Records
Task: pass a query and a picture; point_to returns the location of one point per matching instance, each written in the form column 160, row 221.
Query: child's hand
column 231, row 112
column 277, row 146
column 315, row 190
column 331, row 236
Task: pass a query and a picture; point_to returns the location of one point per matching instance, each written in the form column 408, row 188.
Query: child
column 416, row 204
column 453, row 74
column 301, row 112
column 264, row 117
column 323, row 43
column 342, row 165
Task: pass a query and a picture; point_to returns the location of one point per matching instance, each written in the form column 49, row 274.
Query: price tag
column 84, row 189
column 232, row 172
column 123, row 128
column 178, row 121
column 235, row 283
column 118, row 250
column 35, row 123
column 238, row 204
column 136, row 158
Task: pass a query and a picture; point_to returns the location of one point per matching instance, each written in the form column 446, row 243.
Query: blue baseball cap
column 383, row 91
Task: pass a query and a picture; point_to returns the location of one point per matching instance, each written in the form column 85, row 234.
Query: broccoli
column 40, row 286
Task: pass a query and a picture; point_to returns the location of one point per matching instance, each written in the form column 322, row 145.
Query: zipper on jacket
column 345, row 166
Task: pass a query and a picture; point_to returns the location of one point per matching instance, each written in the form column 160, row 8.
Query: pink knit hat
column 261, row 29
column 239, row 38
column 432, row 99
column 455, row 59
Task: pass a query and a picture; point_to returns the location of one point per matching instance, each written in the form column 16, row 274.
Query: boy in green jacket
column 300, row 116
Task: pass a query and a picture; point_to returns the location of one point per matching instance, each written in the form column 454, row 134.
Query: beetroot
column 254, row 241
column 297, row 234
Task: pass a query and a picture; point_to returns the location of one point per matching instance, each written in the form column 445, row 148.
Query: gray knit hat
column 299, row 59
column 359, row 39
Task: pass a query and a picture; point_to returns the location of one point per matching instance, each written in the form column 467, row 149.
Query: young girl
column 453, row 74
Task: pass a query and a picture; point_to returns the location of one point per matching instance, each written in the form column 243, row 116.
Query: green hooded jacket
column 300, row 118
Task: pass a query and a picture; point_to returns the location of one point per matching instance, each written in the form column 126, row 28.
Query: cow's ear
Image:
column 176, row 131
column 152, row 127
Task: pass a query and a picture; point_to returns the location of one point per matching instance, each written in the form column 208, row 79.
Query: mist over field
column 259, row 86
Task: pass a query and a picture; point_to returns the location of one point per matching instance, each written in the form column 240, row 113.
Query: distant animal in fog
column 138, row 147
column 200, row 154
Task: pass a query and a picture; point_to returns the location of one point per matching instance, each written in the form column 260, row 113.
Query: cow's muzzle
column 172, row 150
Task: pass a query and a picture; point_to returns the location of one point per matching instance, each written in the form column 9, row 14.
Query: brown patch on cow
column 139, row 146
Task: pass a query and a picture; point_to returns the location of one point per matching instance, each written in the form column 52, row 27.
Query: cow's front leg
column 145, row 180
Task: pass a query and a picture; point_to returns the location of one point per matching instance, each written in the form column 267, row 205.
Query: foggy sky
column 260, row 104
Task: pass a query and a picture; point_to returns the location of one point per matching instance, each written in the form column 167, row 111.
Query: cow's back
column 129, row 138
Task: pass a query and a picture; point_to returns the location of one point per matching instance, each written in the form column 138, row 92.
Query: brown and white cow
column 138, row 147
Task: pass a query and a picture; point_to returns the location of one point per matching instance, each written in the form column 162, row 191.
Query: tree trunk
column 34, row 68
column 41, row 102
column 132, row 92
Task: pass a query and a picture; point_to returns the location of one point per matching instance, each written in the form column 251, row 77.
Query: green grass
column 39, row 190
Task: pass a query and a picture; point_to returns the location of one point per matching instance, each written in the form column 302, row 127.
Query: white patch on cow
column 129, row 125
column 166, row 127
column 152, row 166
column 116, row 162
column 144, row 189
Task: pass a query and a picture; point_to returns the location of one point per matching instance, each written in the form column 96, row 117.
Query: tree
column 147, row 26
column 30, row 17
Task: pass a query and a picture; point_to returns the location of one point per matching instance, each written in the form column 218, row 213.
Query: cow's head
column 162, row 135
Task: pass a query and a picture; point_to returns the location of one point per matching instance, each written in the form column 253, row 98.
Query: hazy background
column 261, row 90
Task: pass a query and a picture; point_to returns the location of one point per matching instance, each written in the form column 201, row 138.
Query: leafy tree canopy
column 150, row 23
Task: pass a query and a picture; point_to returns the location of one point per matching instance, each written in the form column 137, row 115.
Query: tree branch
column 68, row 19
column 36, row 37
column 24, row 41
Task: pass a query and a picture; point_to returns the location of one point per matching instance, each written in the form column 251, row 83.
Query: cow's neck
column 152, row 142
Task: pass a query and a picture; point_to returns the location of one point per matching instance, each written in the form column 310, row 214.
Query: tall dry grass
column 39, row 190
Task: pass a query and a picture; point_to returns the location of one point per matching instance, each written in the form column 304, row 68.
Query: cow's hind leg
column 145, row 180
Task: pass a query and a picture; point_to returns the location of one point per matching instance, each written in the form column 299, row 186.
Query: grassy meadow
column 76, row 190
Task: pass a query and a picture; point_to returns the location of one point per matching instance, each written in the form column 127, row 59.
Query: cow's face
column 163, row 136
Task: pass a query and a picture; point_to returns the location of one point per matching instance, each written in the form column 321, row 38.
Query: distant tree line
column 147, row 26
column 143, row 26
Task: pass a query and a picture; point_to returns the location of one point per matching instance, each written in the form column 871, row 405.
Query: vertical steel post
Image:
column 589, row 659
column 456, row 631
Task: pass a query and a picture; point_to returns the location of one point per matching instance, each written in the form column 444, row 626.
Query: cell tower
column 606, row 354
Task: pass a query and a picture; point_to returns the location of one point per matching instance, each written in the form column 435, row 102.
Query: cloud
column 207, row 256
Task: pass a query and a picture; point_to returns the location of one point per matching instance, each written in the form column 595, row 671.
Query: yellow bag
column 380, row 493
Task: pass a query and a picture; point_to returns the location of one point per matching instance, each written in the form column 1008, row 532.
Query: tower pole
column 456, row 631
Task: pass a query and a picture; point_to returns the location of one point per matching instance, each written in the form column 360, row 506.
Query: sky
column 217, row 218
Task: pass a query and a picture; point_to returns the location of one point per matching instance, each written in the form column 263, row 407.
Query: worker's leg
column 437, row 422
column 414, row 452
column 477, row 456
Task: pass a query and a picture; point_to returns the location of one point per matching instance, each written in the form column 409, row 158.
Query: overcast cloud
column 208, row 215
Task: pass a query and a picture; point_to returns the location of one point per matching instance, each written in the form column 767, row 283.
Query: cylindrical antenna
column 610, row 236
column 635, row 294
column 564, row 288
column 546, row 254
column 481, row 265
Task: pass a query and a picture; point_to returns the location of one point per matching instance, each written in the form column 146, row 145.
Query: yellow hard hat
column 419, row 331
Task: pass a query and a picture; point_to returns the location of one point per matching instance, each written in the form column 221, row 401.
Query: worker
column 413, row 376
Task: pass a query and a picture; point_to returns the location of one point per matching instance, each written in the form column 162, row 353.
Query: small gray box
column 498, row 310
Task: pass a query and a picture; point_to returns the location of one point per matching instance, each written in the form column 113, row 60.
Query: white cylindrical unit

▶ **Given request**: Please write out all the entries above again, substituting "find_points" for "point_to" and leaving everything else unchanged.

▶ **Written response**:
Task: pass a query and a picture; find_points returns the location of one point per matching instance, each written in the form column 160, row 221.
Query: child's hand
column 231, row 112
column 277, row 146
column 315, row 190
column 331, row 236
Task: pass a query and a picture; find_points returns the location of one point per matching instance, each written in the form column 408, row 188.
Query: child
column 416, row 204
column 453, row 74
column 301, row 112
column 264, row 117
column 323, row 43
column 342, row 165
Task: pass a query and a picture; find_points returns the location of one point per matching instance, each written in the form column 49, row 274.
Query: price tag
column 84, row 189
column 232, row 172
column 123, row 128
column 178, row 121
column 235, row 283
column 118, row 250
column 35, row 123
column 238, row 204
column 136, row 158
Task: pass a query and a picture; find_points returns the location of one point per matching instance, each written in the form column 446, row 243.
Query: blue baseball cap
column 383, row 91
Task: pass a query and a picture; find_points returns the location of one point per matching instance, each written in the form column 85, row 234.
Query: broccoli
column 40, row 286
Task: pass a query and a picture; find_points returns the location of one point per matching instance, each written in the form column 322, row 145.
Query: zipper on jacket
column 345, row 166
Task: pass a query and a picture; find_points returns the location of one point per matching instance, each written in the form column 160, row 8.
Query: pink knit hat
column 261, row 29
column 239, row 38
column 432, row 99
column 455, row 59
Task: pass a query and a picture; find_points returns the location of one point per matching instance, each written in the form column 16, row 274.
Query: boy in green jacket
column 300, row 116
Task: pass a query and a picture; find_points returns the location of one point per matching instance, each written in the form column 454, row 134.
Query: beetroot
column 254, row 241
column 297, row 234
Task: pass a query and a picture; find_points returns the location of one point per matching instance, each written in the form column 445, row 148.
Query: gray knit hat
column 299, row 59
column 359, row 39
Task: pass a query and a picture; find_points returns the location of one point per matching instance, each written in the form column 467, row 149.
Query: young girl
column 453, row 74
Task: pass a query and a picture; find_points returns the location of one point per matching instance, each written in the form column 243, row 116.
Query: green hooded jacket
column 300, row 118
Task: pass a query and a picture; find_points returns the location of one point per matching instance, each written in the form column 126, row 28.
Query: cow's ear
Image:
column 176, row 131
column 152, row 127
Task: pass a query and a picture; find_points returns the location of one point per matching instance, each written in the form column 208, row 79.
Query: mist over field
column 259, row 86
Task: pass a query and a picture; find_points returns the location of one point per matching instance, each written in the form column 240, row 113.
Query: distant animal in fog
column 138, row 147
column 200, row 154
Task: pass a query and a picture; find_points returns the location of one point per matching instance, each written in the form column 260, row 113.
Query: cow's muzzle
column 172, row 150
Task: pass a query and a picture; find_points returns the location of one point per matching instance, each written in the form column 9, row 14.
Query: brown patch on cow
column 139, row 146
Task: pass a query and a picture; find_points returns the location of one point per matching instance, each written in the form column 52, row 27.
Query: cow's front leg
column 145, row 180
Task: pass a query and a picture; find_points returns the location of one point per matching instance, each written in the form column 267, row 205.
Query: foggy sky
column 260, row 104
Task: pass a query and a picture; find_points returns the location of one point per matching instance, each written in the form column 167, row 111.
Query: cow's back
column 129, row 138
Task: pass a query and a picture; find_points returns the location of one point per matching instance, each written in the form column 138, row 92.
Query: brown and white cow
column 138, row 147
Task: pass a query and a picture; find_points returns the location of one point per matching instance, each written in the form column 162, row 191.
Query: tree trunk
column 34, row 68
column 41, row 102
column 132, row 92
Task: pass a query and a picture; find_points returns the location of one point per matching instance, each written in the form column 251, row 77.
Query: green grass
column 39, row 190
Task: pass a query and a picture; find_points returns the location of one point per matching instance, each written in the form column 302, row 127.
Query: white patch on cow
column 129, row 125
column 166, row 127
column 152, row 166
column 116, row 162
column 144, row 189
Task: pass a query and a picture; find_points returns the location of one point per matching instance, each written in the form column 96, row 117.
Query: tree
column 147, row 26
column 30, row 17
Task: pass a query and a picture; find_points returns the location of one point per matching instance, each written in the form column 218, row 213.
Query: cow's head
column 162, row 135
Task: pass a query and a picture; find_points returns the location of one point per matching instance, each written in the form column 253, row 98.
Query: hazy background
column 261, row 90
Task: pass a query and a picture; find_points returns the location of one point per matching instance, each written in the form column 201, row 138.
Query: leafy tree canopy
column 150, row 23
Task: pass a query and a picture; find_points returns the location of one point per matching instance, each written in the form column 137, row 115.
Query: tree branch
column 68, row 19
column 36, row 37
column 24, row 41
Task: pass a query and a picture; find_points returns the location of one point per matching instance, each written in the form column 251, row 83.
Query: cow's neck
column 152, row 142
Task: pass a query and a picture; find_points returns the location of one point per matching instance, each written in the form column 310, row 214.
Query: tall dry grass
column 39, row 190
Task: pass a query and a picture; find_points returns the location of one point per matching instance, each written in the form column 304, row 68.
Query: cow's hind leg
column 145, row 180
Task: pass a query and a picture; find_points returns the location of one point per matching instance, each written in the form column 299, row 186.
Query: grassy meadow
column 76, row 190
Task: pass a query and a picture; find_points returns the location of one point per matching instance, each written in the form column 127, row 59.
Query: cow's face
column 163, row 136
Task: pass a query and a picture; find_points returns the location of one point per matching instance, each written in the form column 321, row 38.
Query: distant tree line
column 147, row 26
column 143, row 26
Task: pass a query and a picture; find_points returns the location of one point per matching instance, each written in the form column 871, row 405.
Query: vertical steel post
Image:
column 589, row 659
column 456, row 631
Task: pass a query and a picture; find_points returns the location of one point per matching instance, each written in the form column 444, row 626.
Query: cell tower
column 606, row 354
Task: pass a query and a picture; find_points returns the location of one point per matching instance, each written in the form column 435, row 102.
Query: cloud
column 207, row 256
Task: pass a query and a picture; find_points returns the location of one point per matching instance, each written in the form column 595, row 671.
Query: yellow bag
column 380, row 493
Task: pass a query and a picture; find_points returns the location of one point per matching instance, each written in the form column 1008, row 532.
Query: tower pole
column 456, row 631
Task: pass a query and a picture; find_points returns the location of one point per matching instance, each written in the form column 360, row 506.
Query: sky
column 217, row 218
Task: pass a query and a picture; find_points returns the location of one point per matching instance, each written in the form column 263, row 407.
Query: worker's leg
column 437, row 422
column 414, row 452
column 477, row 456
Task: pass a query and a picture; find_points returns the location of one point per matching instance, each written in the form column 409, row 158.
Query: overcast cloud
column 208, row 215
Task: pass a query and a picture; find_points returns the location of one point per matching instance, each written in the form column 767, row 283.
Query: cylindrical antenna
column 610, row 236
column 635, row 294
column 564, row 288
column 546, row 254
column 481, row 265
Task: pass a query and a picture; find_points returns the location of one point per matching instance, each written in the form column 146, row 145.
Query: yellow hard hat
column 419, row 331
Task: pass a query and a picture; find_points returns the location of one point per matching instance, each written in the form column 221, row 401.
Query: worker
column 413, row 376
Task: pass a query and a picture; find_points returns the location of one point per matching instance, each written in the form column 162, row 353.
Query: small gray box
column 498, row 310
Task: pass a query and a picture; find_points returns the location of one point per matching instance, each written in the form column 113, row 60.
Query: white cylindrical unit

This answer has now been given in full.